▶ _WHAT IS BEING ASKED_: Output the full material exactly as it appears here.

··· DATA IN THIS EXERCISE

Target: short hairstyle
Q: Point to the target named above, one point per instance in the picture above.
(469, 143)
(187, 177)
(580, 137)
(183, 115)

······

▶ _EXERCISE ANSWER_:
Target: short hairstyle
Q: Point to the target named above, one point per instance in the picture above.
(469, 143)
(187, 177)
(580, 137)
(183, 115)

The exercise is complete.